Aim of the task: Verbatim output of the lines below is required, with the images omitted.

Input records:
=== Section Start ===
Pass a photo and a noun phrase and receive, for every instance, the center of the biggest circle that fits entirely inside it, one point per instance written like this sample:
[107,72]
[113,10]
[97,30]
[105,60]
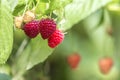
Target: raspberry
[55,39]
[73,60]
[18,22]
[105,65]
[47,27]
[31,29]
[29,16]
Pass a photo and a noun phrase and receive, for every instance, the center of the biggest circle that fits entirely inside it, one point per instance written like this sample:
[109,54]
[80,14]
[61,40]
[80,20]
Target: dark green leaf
[4,77]
[80,9]
[6,31]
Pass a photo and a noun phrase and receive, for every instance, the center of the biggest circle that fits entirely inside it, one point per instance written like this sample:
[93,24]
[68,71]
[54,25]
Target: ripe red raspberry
[47,27]
[73,60]
[55,39]
[31,29]
[105,65]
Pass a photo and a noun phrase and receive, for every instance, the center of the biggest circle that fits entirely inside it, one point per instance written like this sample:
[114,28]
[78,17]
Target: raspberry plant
[28,53]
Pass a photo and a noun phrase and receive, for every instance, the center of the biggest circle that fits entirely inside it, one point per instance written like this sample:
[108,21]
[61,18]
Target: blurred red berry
[55,39]
[73,60]
[105,65]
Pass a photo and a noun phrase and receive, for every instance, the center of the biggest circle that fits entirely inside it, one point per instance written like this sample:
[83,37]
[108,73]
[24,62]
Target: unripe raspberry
[29,16]
[18,22]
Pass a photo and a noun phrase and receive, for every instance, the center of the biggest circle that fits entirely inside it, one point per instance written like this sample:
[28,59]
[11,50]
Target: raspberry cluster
[46,27]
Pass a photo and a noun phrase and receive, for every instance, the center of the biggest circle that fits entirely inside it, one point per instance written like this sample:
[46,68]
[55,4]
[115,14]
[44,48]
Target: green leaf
[4,77]
[12,3]
[57,5]
[78,10]
[36,51]
[6,31]
[19,8]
=== Section End ===
Task solution:
Pass a photo and a noun phrase and receive, for every instance, the center of the biggest circle that fits entirely inside it, one point per instance written like this sample:
[107,72]
[113,10]
[97,30]
[105,60]
Target: raspberry
[55,39]
[73,60]
[18,22]
[105,65]
[47,27]
[31,29]
[29,16]
Pass a photo and a noun phrase and receive, for every instance, the center of the biggest circle that fits entirely inside it, one point per instance written like this sample:
[109,54]
[80,14]
[61,40]
[80,20]
Target: dark green leaf
[4,77]
[80,9]
[6,31]
Pass a photo and a noun phrase and receive, for every instance, the center of the biggest circle that fits entirely inside it, one point per instance written like this sample:
[93,24]
[68,71]
[54,25]
Target: ripe red raspberry
[47,27]
[73,60]
[55,39]
[31,29]
[105,65]
Pass a photo and a noun phrase and receive, for every instance, the center of the biggest circle that fits entirely inside it, one point per instance written like this sample:
[114,28]
[78,17]
Target: raspberry plant
[28,53]
Pass a photo and a noun phrase and receive, for every instance, the center of the biggest circle that fits entirely inside it, one point per instance written like this sample:
[108,21]
[61,18]
Target: blurred red berry
[55,39]
[73,60]
[105,65]
Pass a photo and a noun phrase and receive, for every instance, the center of the biggest circle that fits entirely inside it, one point per instance written like this sample:
[83,37]
[108,73]
[24,62]
Target: unripe raspberry
[29,16]
[18,22]
Pass a photo and a noun phrase and receive, for every instance, the center of the biggest circle that fits entirely inside it, one point per instance written like this sample:
[28,59]
[11,50]
Target: raspberry cluster
[46,27]
Pass a photo and a noun phrase and receive, for every instance, the center of the biggest circle that fits entirely inside it, one point per instance written like this sample:
[46,68]
[55,4]
[115,14]
[44,48]
Target: green leaf
[4,77]
[12,3]
[57,5]
[78,10]
[36,51]
[6,31]
[19,8]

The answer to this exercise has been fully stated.